DATA SHOWN ->
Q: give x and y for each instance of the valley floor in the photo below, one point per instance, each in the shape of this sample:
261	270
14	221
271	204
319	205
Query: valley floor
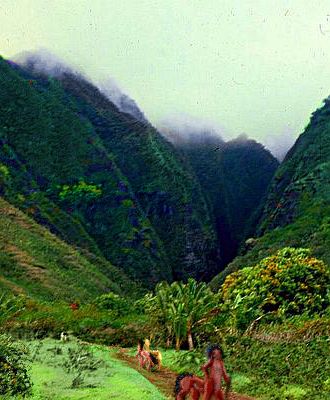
58	372
111	379
163	379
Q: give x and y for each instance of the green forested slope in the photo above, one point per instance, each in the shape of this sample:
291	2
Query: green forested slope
68	164
297	209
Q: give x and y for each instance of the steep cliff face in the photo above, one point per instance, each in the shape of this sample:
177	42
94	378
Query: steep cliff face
71	167
234	177
297	208
169	196
115	177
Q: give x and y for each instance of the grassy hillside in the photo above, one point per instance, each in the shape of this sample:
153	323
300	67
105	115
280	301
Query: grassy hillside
35	262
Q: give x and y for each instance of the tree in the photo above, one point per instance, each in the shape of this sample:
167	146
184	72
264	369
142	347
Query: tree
287	283
180	308
14	378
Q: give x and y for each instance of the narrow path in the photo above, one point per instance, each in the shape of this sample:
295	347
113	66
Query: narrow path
163	379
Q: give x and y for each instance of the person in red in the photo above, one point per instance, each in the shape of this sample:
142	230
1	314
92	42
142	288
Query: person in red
214	372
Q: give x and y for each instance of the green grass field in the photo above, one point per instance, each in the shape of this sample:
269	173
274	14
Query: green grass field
110	380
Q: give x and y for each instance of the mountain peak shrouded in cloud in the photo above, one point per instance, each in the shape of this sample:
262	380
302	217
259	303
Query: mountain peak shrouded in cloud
183	129
178	128
44	62
126	104
281	143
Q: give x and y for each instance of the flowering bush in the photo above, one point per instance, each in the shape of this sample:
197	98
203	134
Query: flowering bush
287	283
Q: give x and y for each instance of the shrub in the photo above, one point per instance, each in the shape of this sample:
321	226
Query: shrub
14	378
112	302
288	283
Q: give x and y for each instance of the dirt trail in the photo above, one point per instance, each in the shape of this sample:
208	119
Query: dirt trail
163	379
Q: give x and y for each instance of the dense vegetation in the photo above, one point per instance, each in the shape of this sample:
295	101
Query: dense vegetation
98	210
297	208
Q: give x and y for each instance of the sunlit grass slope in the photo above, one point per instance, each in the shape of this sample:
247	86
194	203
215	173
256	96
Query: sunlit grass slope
35	262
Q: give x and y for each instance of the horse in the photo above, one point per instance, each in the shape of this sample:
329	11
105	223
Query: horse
145	358
186	384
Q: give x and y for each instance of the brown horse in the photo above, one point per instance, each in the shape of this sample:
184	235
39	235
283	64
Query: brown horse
186	384
147	359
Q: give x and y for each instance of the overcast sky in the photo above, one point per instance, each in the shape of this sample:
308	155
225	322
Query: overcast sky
259	67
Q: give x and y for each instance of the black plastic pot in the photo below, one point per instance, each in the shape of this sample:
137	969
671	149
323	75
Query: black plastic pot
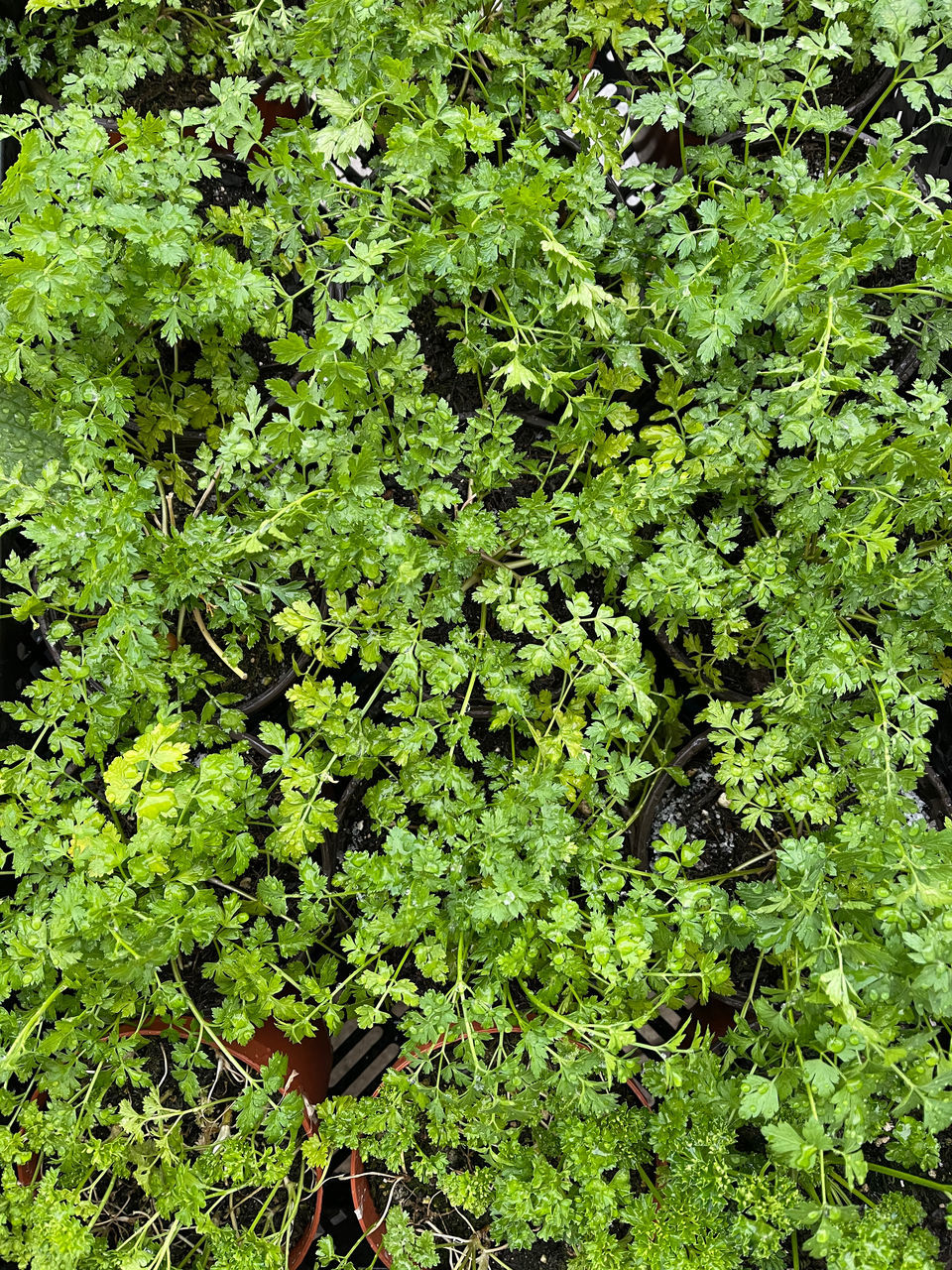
905	362
930	789
252	705
270	111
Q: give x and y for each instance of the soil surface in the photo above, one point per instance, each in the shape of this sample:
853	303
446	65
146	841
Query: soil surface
702	810
461	391
426	1210
262	670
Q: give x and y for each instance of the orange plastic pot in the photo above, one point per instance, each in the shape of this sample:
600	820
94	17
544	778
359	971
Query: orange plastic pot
373	1225
308	1075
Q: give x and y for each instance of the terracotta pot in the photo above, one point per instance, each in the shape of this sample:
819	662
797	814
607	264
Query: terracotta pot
375	1228
308	1074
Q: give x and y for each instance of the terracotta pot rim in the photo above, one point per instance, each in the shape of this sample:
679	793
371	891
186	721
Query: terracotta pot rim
254	1053
372	1224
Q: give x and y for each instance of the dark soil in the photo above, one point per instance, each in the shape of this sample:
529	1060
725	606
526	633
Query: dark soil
127	1206
702	810
851	89
426	1210
166	90
460	391
262	670
936	1203
733	680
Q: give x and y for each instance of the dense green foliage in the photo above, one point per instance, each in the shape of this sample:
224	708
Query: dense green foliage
525	461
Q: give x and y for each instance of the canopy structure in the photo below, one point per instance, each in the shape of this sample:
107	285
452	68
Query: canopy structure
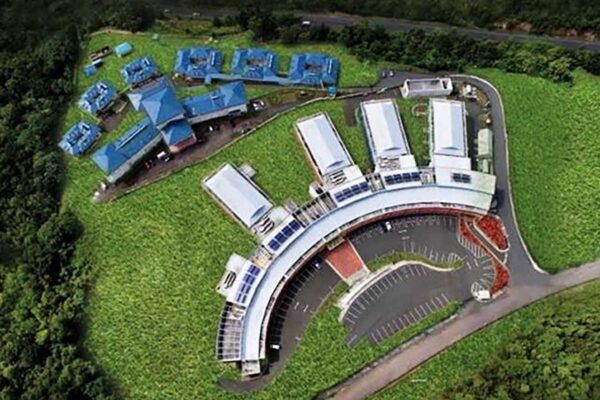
323	144
384	130
448	127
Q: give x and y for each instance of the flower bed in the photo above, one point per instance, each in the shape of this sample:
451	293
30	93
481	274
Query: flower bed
501	278
492	228
501	272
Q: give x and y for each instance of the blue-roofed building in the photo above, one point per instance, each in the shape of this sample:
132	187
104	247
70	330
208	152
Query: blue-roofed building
313	69
255	64
159	101
118	157
178	135
123	49
139	71
229	99
198	62
98	97
79	138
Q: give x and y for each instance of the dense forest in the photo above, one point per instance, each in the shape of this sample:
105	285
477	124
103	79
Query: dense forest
42	288
556	358
436	51
543	16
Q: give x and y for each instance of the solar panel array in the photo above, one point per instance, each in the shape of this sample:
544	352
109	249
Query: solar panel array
351	191
229	336
97	97
461	178
284	235
405	177
247	282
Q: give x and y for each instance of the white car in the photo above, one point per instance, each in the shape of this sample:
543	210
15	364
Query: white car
387	226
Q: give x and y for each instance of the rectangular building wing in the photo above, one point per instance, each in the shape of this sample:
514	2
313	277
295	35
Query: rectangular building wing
238	195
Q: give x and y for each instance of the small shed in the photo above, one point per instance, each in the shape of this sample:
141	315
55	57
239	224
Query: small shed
90	70
485	143
123	49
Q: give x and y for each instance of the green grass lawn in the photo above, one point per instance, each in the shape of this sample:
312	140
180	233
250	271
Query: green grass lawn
159	252
471	355
554	144
417	129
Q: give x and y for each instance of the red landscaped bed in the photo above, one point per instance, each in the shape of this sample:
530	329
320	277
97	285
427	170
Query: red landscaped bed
492	228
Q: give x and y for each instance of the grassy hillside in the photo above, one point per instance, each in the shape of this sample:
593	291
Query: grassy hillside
163	51
554	147
159	252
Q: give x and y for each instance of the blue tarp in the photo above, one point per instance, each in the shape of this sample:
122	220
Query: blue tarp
90	70
123	49
97	97
158	100
113	155
229	95
139	70
79	138
198	62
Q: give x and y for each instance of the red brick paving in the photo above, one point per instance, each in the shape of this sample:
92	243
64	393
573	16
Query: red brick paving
344	260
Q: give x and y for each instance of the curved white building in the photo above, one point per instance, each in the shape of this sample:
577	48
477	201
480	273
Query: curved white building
253	286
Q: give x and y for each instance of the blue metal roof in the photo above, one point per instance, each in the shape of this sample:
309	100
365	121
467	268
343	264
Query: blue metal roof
229	95
158	100
198	62
90	70
97	97
111	156
79	138
139	70
123	49
256	64
313	69
176	132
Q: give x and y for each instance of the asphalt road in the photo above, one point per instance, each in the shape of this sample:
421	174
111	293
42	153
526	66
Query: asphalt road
407	294
400	25
527	284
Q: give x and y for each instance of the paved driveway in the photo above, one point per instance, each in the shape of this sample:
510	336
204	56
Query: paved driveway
405	295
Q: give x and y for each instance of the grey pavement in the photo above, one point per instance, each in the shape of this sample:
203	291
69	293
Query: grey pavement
303	296
472	319
527	284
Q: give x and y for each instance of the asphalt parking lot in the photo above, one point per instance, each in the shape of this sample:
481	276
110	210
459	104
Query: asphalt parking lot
301	299
407	294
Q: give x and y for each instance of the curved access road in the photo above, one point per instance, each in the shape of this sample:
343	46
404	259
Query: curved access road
528	283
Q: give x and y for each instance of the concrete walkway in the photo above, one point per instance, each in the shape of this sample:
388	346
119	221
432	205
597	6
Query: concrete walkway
474	318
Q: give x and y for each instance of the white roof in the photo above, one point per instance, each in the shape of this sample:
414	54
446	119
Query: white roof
238	194
331	222
449	127
384	128
323	143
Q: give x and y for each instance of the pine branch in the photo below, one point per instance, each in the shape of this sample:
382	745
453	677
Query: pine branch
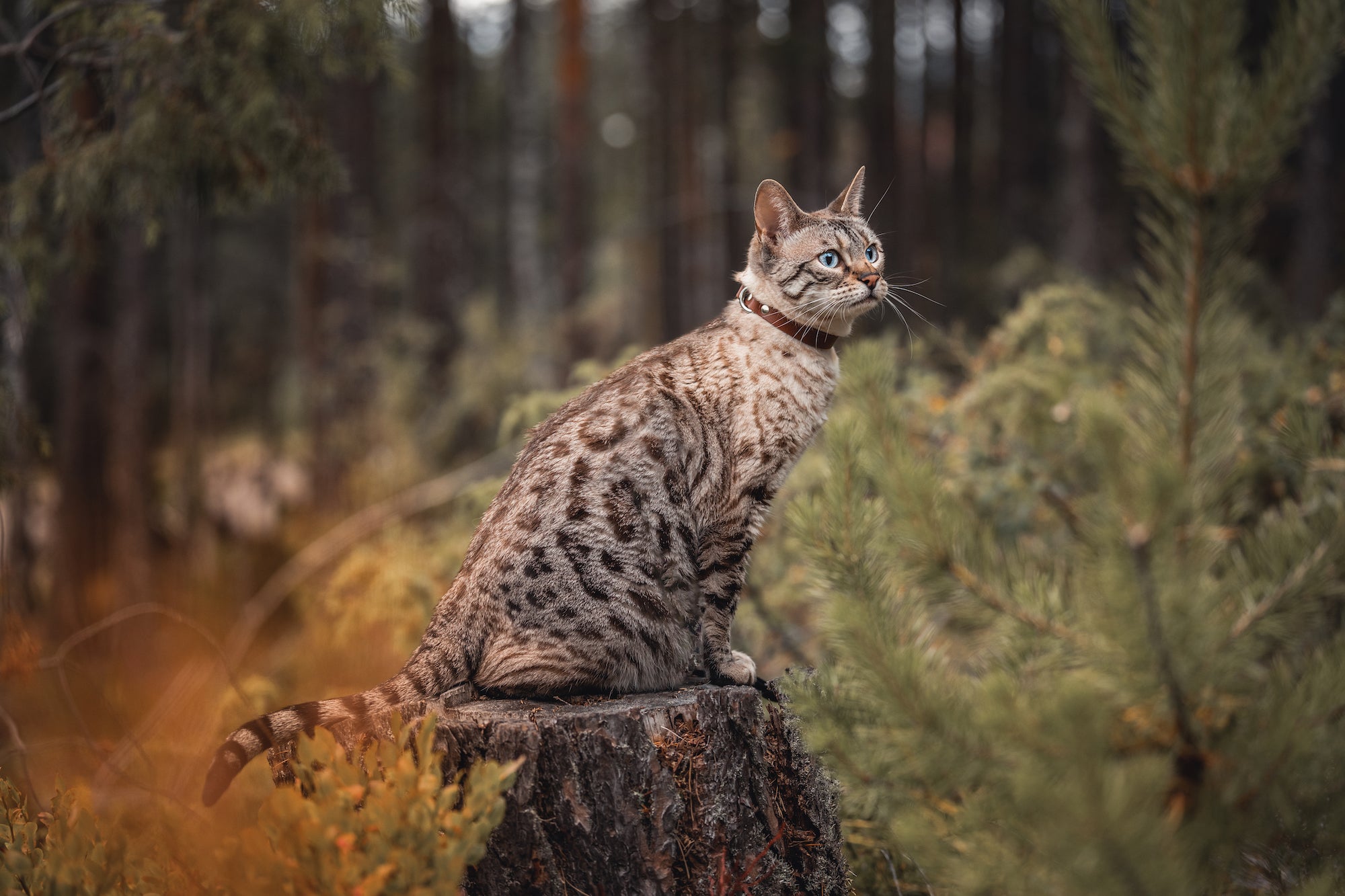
1191	349
1269	602
988	595
1139	538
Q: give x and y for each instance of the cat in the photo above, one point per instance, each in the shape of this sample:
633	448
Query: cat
614	555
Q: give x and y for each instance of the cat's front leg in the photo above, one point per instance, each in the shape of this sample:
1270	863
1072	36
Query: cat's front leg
722	583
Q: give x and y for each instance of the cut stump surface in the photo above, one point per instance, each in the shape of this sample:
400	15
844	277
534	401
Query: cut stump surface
704	790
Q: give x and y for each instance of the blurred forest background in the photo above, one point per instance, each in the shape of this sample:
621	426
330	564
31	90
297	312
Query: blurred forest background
278	279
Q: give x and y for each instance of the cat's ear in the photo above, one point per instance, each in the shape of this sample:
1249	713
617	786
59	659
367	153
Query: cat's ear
777	212
848	204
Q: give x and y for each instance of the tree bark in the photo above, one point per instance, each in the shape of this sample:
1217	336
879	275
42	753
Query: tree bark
572	170
1079	201
687	791
84	397
1311	261
436	282
1016	115
189	245
128	440
883	193
809	103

PROMPT -> Reproduce word for word every line from the one containing "the tree bark" through the final line of the items, both ends included.

ANSWER TO THIS EXERCISE ->
Q: give x and y for each instance of the tree bark in the photo above, one point per instance, each in the shape of this sample:
1217	336
879	275
42	753
Query: tree bark
572	170
1079	201
687	791
84	397
1311	261
436	282
1016	115
189	245
128	440
883	193
809	103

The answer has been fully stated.